■ TASK DIRECTIONS ■
Please repeat every line below exactly, from the first to the last.

■ SOURCE MATERIAL ■

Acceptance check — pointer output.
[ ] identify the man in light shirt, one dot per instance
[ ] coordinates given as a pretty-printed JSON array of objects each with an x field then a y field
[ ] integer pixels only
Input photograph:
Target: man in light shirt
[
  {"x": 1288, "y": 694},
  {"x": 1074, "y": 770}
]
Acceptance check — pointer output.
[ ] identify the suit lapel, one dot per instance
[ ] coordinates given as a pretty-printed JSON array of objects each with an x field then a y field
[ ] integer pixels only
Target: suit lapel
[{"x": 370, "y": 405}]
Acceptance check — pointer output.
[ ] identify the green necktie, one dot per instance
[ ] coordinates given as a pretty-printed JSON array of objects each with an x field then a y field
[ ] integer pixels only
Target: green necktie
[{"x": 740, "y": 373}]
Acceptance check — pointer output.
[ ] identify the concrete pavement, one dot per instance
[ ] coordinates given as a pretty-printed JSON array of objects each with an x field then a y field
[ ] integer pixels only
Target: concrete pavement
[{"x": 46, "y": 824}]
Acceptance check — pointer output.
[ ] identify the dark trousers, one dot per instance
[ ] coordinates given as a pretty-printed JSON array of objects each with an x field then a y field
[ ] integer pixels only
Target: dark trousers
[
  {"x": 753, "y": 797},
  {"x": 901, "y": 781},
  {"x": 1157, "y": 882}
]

■ ANSWER TO THIS EXERCISE ■
Acceptance check — pointer output.
[ ] identify the man in light shirt, one dot per instance
[ ] coordinates given as a pretty-printed JSON array of objects each with an x field then a y field
[ ] integer pixels only
Input photograph:
Target: man in light shirt
[
  {"x": 1288, "y": 694},
  {"x": 1074, "y": 770}
]
Acceptance check — pointer output.
[ ] identify the suit lapel, one dot per instance
[ ] coordinates given as a pretty-printed JSON array of objects each with an x field then a y field
[ ] integer pixels only
Target: suit lapel
[{"x": 370, "y": 405}]
Acceptance check — pointer output.
[ ] identify the green necktie, one dot per instance
[ ] coordinates given as a pretty-printed JSON array of objects each with an x field then a y field
[ ] integer pixels only
Target: green necktie
[{"x": 740, "y": 373}]
Acceptance check — pointer output.
[ ] identify the concrete pavement, one dot per instance
[ ] coordinates given as a pretty-printed JSON array of objects each with an x field then a y field
[ ] integer pixels only
Target: concrete pavement
[{"x": 46, "y": 824}]
Acceptance check — pointer output.
[ ] identify the dark trousers, one dot per instance
[ ] coordinates given as a pretty-printed JSON array of objects each with an x field then a y field
[ ] integer pixels only
Target: dark trousers
[
  {"x": 753, "y": 797},
  {"x": 901, "y": 781},
  {"x": 1157, "y": 882}
]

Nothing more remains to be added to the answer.